[Pointing entries for named objects]
-------------------------

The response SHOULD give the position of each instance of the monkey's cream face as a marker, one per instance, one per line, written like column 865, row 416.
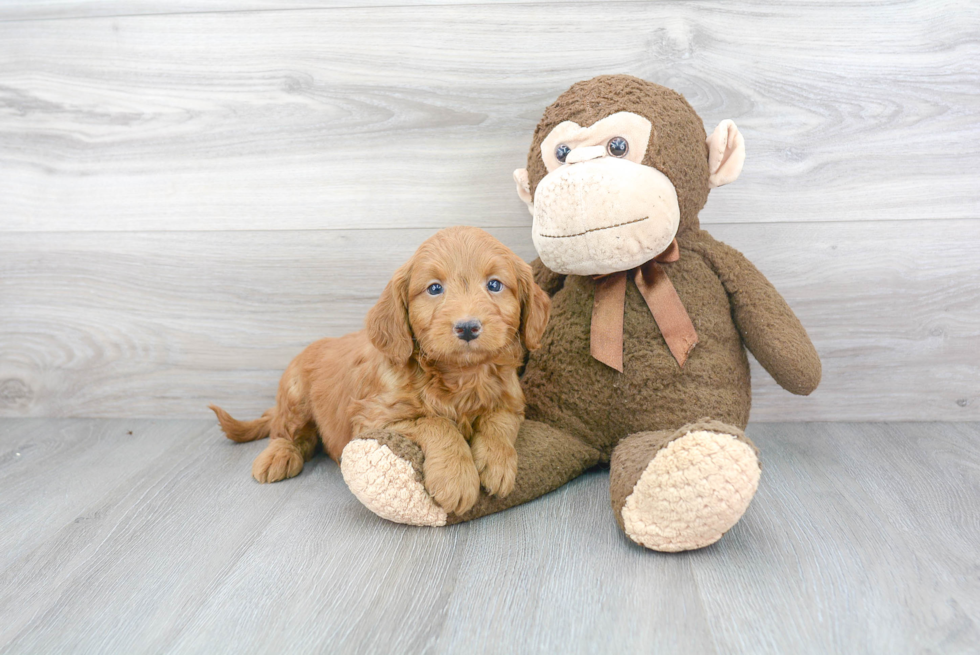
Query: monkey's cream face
column 599, row 209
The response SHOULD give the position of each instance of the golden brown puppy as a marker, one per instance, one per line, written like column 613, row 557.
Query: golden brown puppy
column 437, row 361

-------------------------

> **YOUR INSTRUCTIONS**: Reproduce every line of the records above word for word, omitting the pictures.

> **FULL ANSWER**:
The response SHOULD give the position of each instance of the monkey's cream face as a marker, one per instance, one per line, written like column 865, row 416.
Query: monkey's cream face
column 599, row 209
The response SHOULD give the position of each instance of the golden brown puppy as a marker, one per instance, one per line, written like column 613, row 557.
Query: golden brown puppy
column 437, row 361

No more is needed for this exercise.